**WHAT TO DO**
What lines of the data below include the word "array"? Report them by copying each.

※

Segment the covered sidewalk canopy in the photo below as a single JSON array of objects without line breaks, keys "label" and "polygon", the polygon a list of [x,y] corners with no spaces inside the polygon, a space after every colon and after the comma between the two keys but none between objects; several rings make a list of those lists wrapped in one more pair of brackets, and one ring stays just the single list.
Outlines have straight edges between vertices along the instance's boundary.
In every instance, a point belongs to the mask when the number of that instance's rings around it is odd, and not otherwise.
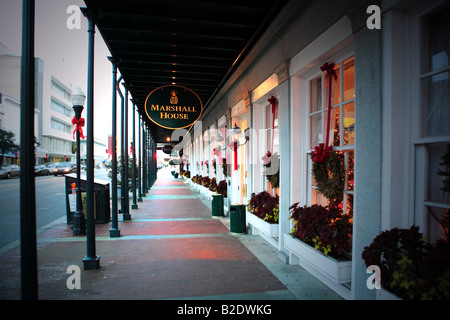
[{"label": "covered sidewalk canopy", "polygon": [[[85,0],[141,115],[164,85],[194,91],[204,110],[262,35],[284,0]],[[172,130],[146,116],[158,146]]]}]

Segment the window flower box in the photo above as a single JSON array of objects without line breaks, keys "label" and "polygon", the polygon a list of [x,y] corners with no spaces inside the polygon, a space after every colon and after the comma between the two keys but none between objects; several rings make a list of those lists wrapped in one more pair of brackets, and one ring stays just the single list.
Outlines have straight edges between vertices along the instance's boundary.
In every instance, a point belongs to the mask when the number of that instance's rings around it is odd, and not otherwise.
[{"label": "window flower box", "polygon": [[307,271],[321,275],[334,283],[350,282],[352,270],[350,260],[341,261],[328,257],[289,234],[284,235],[284,245],[289,251],[291,264],[298,264]]},{"label": "window flower box", "polygon": [[268,223],[250,212],[247,212],[247,222],[257,229],[258,232],[261,232],[270,238],[278,238],[278,223]]},{"label": "window flower box", "polygon": [[403,300],[393,294],[392,292],[389,292],[383,288],[377,289],[377,300]]}]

※

**RESULT**
Segment the covered sidewalk canopy in the photo below as a single JSON array of objects without line breaks, keys "label" and "polygon", the polygon a list of [x,y] corners with no spaces inside the polygon, a space after every colon and after the comma between the two keys but none between objects; several rings make a list of those lists wrapped in one more pair of brackets, and one ring stays just the single list.
Segment the window flower box in the photo above as a single JSON array of objects without line breaks, keys "label" and "polygon", the polygon a list of [x,y] corners with no spaces inside the polygon, a space after every colon and after the comma between the two keys but none between objects; several rings make a list of those lists wrapped in one more pair of brackets, and one ring stays just the single list.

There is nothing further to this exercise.